## start The records

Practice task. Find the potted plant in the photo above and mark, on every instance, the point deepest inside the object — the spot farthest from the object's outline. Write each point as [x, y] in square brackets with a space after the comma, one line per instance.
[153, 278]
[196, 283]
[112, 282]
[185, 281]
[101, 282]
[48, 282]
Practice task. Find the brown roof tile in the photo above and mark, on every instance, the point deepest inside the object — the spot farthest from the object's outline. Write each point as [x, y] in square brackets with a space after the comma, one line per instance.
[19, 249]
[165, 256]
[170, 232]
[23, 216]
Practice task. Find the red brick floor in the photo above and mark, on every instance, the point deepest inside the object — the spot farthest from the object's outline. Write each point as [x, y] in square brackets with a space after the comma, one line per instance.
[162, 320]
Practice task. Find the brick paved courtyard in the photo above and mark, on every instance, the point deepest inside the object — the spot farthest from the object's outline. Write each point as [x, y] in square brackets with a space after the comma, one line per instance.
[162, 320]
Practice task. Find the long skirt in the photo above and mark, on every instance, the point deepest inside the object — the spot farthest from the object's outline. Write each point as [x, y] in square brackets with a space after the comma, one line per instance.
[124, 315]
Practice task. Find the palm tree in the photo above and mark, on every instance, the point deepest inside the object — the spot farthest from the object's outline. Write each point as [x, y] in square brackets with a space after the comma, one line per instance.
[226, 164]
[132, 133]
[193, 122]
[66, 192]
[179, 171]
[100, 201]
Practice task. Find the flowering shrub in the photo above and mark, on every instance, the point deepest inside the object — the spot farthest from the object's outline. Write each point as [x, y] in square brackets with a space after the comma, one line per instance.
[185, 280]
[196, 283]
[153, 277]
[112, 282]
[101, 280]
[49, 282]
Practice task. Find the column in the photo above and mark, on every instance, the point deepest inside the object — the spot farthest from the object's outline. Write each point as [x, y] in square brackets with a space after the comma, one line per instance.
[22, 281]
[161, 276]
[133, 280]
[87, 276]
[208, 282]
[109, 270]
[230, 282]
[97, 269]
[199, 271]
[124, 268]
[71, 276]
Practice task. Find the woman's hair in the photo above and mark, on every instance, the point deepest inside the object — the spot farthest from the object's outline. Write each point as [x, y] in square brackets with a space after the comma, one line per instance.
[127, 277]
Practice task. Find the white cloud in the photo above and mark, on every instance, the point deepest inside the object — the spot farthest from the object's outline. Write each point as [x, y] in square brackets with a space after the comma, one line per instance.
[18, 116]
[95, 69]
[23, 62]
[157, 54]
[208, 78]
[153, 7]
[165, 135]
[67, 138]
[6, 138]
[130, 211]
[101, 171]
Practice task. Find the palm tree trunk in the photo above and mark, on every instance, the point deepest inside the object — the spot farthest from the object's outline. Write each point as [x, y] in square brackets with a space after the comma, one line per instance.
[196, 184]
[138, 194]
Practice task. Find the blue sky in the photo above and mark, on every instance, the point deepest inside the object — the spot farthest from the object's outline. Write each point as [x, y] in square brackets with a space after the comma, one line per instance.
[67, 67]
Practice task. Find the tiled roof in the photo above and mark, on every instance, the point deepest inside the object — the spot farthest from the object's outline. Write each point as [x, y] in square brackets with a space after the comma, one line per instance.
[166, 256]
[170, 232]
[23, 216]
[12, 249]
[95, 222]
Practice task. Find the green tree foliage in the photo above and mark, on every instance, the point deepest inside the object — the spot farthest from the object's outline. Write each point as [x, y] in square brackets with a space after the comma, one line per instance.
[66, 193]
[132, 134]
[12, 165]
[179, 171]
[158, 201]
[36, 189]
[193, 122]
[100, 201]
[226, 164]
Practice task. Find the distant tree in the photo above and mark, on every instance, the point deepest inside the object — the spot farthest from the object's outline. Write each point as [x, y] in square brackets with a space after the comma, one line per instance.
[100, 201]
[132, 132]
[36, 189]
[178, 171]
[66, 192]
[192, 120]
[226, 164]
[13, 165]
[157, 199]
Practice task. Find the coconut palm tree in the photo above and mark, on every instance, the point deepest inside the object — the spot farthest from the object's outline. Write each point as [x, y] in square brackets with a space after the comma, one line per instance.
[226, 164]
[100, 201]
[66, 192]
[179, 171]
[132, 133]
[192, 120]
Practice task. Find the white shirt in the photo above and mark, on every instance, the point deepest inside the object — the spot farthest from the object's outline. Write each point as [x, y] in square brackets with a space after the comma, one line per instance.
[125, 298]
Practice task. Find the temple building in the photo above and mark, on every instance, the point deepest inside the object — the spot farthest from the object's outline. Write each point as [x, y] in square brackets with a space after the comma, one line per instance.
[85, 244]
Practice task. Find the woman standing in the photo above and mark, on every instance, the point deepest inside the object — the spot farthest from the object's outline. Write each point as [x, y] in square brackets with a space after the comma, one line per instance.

## end The records

Written request » Starting from the line with "Practice task. Find the distant" and ending with the final line of the data, quote every line exactly, both ends included.

Solution for this exercise »
Practice task. Find the distant tree in the photo above and mark, on every instance, the point deepest inside the object — the spot farthest from the object's outline. Write each point as [x, y] in square brackets with a space after the comma, one line per instance.
[100, 201]
[132, 132]
[36, 189]
[178, 171]
[66, 192]
[192, 120]
[226, 164]
[13, 165]
[157, 199]
Practice task. Find the coconut palm tree in the photo above and mark, on every instance, the point deepest inside the object — the spot farthest from the object's outline. Write each point as [x, y] in square brackets with a space after the comma, one line per instance.
[226, 164]
[100, 201]
[66, 192]
[179, 171]
[132, 133]
[192, 120]
Practice task. Find the white shirt in the photo above and mark, on every instance, the point deepest inside the object — the spot farthest from the object's outline. Write each point as [x, y] in square brackets with a space after the comma, one line per instance.
[125, 298]
Practice task. Find the temple building in the photo above and mark, on every instance, the point deepest inside the object — the spot farthest from the object's outline. Write each point as [x, y] in square brackets with a space after the comma, one line per instance.
[85, 244]
Practice task. Find the woman standing in the photo above and mark, on every instance, the point deepest inside the object — the spot farthest from the object's outline. Write each point as [x, y] in square brackets with a space after the comma, one line per instance.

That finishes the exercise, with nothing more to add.